Given entries:
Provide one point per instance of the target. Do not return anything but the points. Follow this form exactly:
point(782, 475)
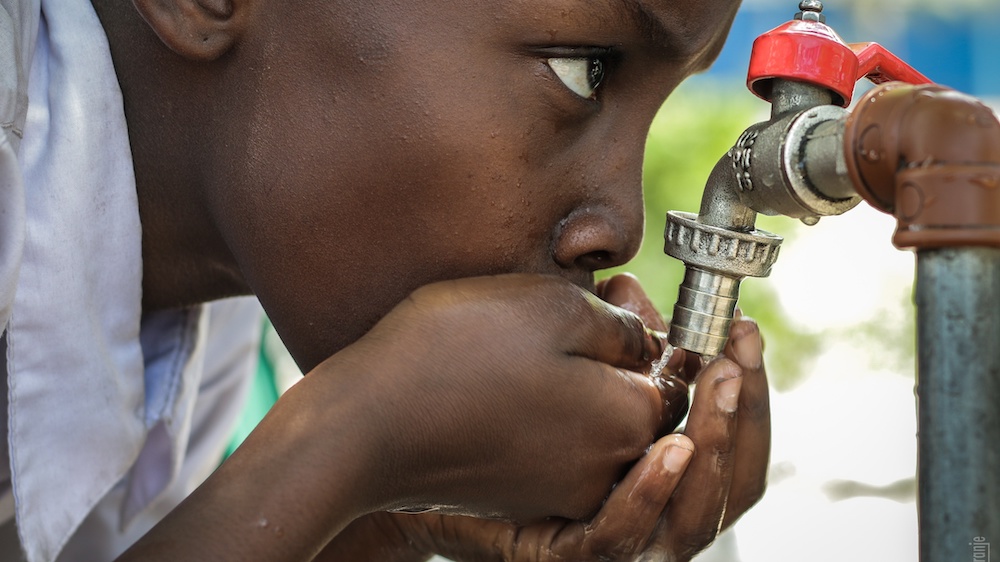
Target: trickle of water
point(656, 369)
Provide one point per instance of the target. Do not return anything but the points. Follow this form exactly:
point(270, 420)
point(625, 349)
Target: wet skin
point(340, 160)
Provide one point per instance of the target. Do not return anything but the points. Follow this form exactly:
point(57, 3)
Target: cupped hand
point(515, 397)
point(668, 507)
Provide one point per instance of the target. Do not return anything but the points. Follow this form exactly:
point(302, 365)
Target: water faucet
point(793, 164)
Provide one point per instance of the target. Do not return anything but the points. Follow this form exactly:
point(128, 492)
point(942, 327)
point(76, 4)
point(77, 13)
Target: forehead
point(676, 28)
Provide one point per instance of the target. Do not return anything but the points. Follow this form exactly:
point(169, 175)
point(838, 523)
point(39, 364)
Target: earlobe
point(200, 30)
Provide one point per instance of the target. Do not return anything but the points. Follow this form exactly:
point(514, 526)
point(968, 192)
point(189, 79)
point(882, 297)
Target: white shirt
point(107, 428)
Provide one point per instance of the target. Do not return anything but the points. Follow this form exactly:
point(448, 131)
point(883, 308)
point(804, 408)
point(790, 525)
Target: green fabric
point(263, 394)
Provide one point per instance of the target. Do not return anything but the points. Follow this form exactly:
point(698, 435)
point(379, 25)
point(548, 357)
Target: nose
point(600, 236)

Requirements: Rewrite every line of the items above as a JSON list of strings, one string per line, with blank lines dropped. Omit the picture from the list.

Expected answer:
[
  "Provide one point per instance of the target. Do not return anything but the points. Follow this form exactly:",
  "point(782, 475)",
  "Target: trickle of water",
  "point(656, 369)",
  "Provide one point per instance of the target. Do not return anything but the points. Follow this form exactly:",
  "point(270, 420)",
  "point(625, 349)",
  "Target: wet skin",
  "point(340, 160)",
  "Provide one point per instance of the target. Do not return anything but the points. Follow this form exactly:",
  "point(57, 3)",
  "Target: cupped hand",
  "point(515, 397)",
  "point(668, 507)",
  "Provide one point per instance of the target. Do not return anything but the points. Follow this form exactly:",
  "point(302, 365)",
  "Target: water faucet",
  "point(793, 164)",
  "Provide one point per instance of the target. Do not return anything but the points. Follow this form exactly:",
  "point(128, 492)",
  "point(942, 327)",
  "point(76, 4)",
  "point(77, 13)",
  "Target: forehead",
  "point(676, 28)",
  "Provide one point per instance of the target. Do not return anything but the points. Follow this form exactly:",
  "point(169, 175)",
  "point(838, 523)",
  "point(39, 364)",
  "Target: earlobe",
  "point(200, 30)",
  "Provide one point per instance of the target. Do not return anything but the points. Follow this form exactly:",
  "point(514, 526)",
  "point(968, 192)",
  "point(189, 79)",
  "point(882, 297)",
  "Target: white shirt",
  "point(107, 428)",
  "Provide one point per instance of the target. Do not return anything but the points. Follow this form exactly:",
  "point(448, 131)",
  "point(883, 308)",
  "point(804, 408)",
  "point(790, 525)",
  "Target: green fabric",
  "point(263, 394)",
  "Provide one point per instance of the target. Do not return anything but the points. Follow this form exactly:",
  "point(698, 435)",
  "point(379, 25)",
  "point(548, 357)",
  "Target: nose",
  "point(600, 236)"
]